Coordinate labeling data:
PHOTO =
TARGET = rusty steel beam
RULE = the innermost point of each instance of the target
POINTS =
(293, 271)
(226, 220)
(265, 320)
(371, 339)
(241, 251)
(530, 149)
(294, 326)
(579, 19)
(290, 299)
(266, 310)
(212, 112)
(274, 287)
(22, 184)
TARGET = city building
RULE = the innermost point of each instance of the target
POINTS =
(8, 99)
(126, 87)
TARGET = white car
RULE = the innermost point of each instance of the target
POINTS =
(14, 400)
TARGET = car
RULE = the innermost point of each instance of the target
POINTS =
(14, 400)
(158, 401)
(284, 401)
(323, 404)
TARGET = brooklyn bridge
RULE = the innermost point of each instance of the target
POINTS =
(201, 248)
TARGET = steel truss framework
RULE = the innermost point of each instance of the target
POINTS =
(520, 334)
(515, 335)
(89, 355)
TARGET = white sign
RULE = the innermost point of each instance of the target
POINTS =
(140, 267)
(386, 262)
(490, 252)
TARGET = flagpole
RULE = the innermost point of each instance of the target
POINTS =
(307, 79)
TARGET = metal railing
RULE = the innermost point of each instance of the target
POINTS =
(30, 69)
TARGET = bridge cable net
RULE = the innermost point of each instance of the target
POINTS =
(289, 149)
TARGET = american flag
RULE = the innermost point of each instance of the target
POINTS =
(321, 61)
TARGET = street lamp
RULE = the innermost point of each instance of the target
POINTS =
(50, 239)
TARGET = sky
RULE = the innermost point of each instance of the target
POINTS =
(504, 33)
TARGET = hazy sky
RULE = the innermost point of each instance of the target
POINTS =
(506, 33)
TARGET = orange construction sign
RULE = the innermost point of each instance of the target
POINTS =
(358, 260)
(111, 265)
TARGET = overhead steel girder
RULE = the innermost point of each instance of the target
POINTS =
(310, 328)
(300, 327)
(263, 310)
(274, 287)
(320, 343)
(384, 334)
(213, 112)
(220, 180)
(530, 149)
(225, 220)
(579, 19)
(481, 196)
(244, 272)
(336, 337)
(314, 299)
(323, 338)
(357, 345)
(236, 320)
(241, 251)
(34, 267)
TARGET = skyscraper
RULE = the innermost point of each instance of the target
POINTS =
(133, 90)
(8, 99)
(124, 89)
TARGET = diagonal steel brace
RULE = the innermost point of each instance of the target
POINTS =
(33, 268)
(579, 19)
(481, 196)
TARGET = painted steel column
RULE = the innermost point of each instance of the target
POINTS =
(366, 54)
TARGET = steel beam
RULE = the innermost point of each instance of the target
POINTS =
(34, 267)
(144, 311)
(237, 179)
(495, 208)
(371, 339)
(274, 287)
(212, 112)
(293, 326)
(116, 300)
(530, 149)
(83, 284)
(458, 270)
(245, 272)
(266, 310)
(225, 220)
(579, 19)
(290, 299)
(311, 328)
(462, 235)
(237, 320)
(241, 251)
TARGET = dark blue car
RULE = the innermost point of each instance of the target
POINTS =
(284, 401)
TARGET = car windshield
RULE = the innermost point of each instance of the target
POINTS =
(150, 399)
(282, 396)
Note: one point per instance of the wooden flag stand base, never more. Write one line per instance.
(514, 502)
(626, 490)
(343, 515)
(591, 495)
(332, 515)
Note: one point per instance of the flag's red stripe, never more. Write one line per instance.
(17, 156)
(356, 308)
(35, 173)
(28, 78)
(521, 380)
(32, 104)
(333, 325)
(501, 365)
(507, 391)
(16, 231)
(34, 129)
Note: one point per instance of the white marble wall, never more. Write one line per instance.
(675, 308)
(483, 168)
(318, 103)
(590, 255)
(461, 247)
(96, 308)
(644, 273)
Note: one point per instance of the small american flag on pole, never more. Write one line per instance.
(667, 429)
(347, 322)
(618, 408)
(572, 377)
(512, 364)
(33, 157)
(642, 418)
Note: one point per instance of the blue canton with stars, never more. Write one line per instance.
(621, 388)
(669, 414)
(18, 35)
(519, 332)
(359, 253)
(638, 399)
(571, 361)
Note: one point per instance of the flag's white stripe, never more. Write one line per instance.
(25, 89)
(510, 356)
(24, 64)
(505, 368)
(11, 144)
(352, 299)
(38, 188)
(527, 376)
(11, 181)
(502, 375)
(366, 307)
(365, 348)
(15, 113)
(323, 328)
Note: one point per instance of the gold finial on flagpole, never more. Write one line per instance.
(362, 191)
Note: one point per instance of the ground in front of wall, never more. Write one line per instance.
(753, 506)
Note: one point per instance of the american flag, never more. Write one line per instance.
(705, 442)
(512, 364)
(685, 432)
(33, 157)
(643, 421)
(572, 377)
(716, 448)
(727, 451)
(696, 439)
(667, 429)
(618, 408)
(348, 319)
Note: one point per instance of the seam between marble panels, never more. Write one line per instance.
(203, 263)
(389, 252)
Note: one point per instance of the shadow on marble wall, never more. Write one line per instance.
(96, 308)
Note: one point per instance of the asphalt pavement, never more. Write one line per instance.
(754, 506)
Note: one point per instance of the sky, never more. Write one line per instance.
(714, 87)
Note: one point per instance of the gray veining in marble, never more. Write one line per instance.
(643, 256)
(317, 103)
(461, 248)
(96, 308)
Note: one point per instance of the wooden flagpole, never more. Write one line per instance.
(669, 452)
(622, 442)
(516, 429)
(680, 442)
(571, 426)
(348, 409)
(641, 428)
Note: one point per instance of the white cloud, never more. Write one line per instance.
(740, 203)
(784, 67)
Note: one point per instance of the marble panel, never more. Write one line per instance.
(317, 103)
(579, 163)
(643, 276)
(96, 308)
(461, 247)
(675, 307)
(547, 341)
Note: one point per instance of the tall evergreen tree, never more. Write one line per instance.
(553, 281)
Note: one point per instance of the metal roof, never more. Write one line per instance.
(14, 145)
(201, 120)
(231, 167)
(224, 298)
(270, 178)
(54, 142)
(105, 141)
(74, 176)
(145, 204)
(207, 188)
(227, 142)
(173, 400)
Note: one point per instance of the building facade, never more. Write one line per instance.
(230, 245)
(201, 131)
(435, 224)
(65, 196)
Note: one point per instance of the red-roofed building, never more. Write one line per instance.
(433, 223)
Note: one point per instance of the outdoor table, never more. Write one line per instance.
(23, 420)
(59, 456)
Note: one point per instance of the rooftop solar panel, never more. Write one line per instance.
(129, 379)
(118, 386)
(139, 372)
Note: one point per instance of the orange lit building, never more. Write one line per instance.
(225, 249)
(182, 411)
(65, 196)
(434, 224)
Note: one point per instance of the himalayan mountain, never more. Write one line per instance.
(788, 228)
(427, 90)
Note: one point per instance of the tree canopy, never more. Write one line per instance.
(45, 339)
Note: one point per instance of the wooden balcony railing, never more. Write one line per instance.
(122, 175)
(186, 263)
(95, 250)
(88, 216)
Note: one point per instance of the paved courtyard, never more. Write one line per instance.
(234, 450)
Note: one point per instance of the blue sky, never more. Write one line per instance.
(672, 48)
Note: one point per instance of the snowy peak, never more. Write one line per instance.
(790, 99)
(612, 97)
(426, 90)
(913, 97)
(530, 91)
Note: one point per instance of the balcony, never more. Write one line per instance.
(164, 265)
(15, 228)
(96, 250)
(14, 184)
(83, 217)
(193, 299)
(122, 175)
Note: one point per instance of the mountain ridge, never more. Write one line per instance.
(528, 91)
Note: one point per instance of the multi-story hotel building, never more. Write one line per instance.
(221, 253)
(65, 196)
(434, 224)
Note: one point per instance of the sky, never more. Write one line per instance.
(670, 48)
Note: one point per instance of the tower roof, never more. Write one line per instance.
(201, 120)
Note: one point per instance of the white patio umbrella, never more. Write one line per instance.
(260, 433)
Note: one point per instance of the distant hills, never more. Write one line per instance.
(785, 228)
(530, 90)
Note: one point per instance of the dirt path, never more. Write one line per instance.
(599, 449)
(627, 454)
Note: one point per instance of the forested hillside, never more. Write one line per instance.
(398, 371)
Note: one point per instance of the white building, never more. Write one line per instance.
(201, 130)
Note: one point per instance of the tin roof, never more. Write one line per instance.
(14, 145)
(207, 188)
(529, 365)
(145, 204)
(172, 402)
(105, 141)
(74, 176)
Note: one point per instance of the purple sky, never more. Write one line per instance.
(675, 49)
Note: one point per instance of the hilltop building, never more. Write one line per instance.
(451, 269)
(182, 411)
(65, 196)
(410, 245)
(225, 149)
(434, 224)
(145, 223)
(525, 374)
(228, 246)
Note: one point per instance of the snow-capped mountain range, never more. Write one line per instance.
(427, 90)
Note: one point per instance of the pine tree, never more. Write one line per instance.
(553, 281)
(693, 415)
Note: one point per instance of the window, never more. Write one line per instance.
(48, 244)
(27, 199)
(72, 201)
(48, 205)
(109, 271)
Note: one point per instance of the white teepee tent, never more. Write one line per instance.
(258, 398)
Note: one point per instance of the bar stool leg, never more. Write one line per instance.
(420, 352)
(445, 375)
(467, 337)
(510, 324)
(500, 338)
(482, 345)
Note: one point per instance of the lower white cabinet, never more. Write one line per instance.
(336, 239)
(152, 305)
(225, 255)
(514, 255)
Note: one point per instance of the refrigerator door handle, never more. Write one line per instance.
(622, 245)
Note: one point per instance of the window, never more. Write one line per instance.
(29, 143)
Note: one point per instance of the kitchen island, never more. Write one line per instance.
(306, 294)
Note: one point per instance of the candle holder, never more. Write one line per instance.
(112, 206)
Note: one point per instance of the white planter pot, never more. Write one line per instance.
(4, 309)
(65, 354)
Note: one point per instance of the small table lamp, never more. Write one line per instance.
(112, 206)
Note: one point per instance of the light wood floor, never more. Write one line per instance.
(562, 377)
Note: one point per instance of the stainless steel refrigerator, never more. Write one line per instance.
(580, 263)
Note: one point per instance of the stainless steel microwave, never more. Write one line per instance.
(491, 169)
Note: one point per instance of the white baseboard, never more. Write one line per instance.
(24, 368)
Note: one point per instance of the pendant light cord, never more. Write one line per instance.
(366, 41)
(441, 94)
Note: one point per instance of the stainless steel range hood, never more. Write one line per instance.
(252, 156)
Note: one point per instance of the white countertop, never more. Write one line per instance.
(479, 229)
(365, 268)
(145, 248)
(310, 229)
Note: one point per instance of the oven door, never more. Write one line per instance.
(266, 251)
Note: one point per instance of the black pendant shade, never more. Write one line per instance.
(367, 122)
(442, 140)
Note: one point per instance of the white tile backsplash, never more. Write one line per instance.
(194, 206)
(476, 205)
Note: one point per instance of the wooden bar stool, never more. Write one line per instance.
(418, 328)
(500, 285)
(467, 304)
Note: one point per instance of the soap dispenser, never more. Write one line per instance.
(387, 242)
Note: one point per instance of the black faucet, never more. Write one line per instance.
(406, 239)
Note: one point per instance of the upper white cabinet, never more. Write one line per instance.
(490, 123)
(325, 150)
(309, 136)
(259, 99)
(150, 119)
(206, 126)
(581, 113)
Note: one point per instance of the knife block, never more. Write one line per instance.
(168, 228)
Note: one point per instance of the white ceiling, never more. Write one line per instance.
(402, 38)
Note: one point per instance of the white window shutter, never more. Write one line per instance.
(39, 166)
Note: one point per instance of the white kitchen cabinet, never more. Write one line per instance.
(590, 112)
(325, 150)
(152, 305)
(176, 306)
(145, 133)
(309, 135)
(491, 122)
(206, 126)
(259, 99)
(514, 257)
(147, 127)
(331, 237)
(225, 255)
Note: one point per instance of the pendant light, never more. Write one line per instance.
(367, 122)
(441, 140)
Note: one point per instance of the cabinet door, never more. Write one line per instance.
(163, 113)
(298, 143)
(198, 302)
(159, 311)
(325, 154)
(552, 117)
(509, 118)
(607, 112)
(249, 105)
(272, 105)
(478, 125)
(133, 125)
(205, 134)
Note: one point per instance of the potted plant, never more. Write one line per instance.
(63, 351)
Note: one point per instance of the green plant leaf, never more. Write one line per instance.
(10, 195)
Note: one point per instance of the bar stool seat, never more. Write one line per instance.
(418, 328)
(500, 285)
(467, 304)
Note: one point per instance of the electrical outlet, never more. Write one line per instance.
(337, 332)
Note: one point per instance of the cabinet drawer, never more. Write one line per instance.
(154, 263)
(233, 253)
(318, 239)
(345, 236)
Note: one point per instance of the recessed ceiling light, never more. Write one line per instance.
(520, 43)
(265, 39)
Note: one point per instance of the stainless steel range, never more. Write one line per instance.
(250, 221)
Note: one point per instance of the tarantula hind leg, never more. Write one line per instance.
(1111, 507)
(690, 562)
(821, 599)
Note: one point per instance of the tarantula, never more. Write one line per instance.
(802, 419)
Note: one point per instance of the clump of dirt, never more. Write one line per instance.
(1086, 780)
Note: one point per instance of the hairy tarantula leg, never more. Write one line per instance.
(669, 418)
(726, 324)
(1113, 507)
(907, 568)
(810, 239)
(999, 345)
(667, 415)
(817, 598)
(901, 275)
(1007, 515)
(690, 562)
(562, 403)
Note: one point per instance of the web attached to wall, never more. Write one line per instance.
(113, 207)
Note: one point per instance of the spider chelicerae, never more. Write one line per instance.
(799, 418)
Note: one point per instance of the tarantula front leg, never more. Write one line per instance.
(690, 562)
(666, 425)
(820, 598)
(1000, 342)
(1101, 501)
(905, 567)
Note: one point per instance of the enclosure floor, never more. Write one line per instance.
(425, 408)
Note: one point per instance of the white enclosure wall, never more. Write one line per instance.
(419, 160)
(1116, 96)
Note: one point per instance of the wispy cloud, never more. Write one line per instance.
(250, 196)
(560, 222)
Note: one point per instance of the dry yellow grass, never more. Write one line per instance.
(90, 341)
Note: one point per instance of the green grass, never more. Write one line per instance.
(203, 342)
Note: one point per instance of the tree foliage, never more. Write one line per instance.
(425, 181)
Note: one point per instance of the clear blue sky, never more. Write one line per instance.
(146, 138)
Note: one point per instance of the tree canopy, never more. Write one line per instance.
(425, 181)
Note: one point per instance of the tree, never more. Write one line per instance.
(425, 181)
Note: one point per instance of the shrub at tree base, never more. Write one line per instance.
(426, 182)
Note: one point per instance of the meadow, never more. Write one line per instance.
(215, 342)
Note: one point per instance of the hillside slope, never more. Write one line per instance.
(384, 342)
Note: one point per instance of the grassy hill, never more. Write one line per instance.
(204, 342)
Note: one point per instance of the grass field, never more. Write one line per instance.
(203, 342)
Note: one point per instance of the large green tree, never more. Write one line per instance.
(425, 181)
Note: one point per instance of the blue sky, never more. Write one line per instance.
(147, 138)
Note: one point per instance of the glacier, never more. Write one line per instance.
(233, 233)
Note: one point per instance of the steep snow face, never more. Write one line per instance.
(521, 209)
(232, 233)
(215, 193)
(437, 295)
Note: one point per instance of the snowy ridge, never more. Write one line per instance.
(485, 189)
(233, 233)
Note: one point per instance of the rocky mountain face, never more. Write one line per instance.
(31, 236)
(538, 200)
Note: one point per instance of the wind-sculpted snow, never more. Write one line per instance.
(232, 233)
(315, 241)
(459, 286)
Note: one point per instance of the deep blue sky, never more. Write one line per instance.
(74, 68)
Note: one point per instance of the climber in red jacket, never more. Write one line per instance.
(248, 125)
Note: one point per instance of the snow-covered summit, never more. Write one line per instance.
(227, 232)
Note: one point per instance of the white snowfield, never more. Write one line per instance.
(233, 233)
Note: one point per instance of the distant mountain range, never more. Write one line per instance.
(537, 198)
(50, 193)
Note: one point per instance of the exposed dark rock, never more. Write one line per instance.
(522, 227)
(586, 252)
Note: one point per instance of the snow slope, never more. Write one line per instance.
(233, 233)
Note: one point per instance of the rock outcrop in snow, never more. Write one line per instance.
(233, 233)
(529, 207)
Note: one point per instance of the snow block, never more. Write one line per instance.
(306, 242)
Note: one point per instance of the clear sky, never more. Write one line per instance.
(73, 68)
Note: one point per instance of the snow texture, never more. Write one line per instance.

• _EXERCISE GOAL_
What are the lines from the one with "Note: one point per instance of the wind-sculpted" through the last line of the records above? Quote them exactly and add nothing.

• _ANSWER TO THE PROBLEM_
Note: one point per instance of the wind-sculpted snow, never more. Write one line per instance.
(232, 233)
(315, 241)
(459, 286)
Note: one point per instance of the deep blue sky, never more. Write one line per instance.
(74, 68)
Note: one point per instance of the climber in red jacket, never more. Write one line per instance.
(248, 125)
Note: one point per instance of the snow-covered summit, never more. Write one line per instance.
(227, 232)
Note: one point per instance of the white snowfield, never more. Write one line per instance.
(233, 233)
Note: one point per instance of the distant mountain range, never more. Write one line per instance.
(537, 198)
(50, 193)
Note: one point per instance of the exposed dark rock, never more. Write one line per instance.
(522, 227)
(586, 252)
Note: one point per instance of the snow slope, never more. Write one line per instance.
(233, 233)
Note: one point per instance of the rock outcrop in snow, never more. Write one line per instance.
(233, 233)
(529, 207)
Note: one point per instance of the snow block, never more. Write one line per instance.
(306, 242)
Note: one point per instance of the clear sky, never more. Write one line per instance.
(73, 68)
Note: one point per instance of the snow texture, never more. Write one line per instance.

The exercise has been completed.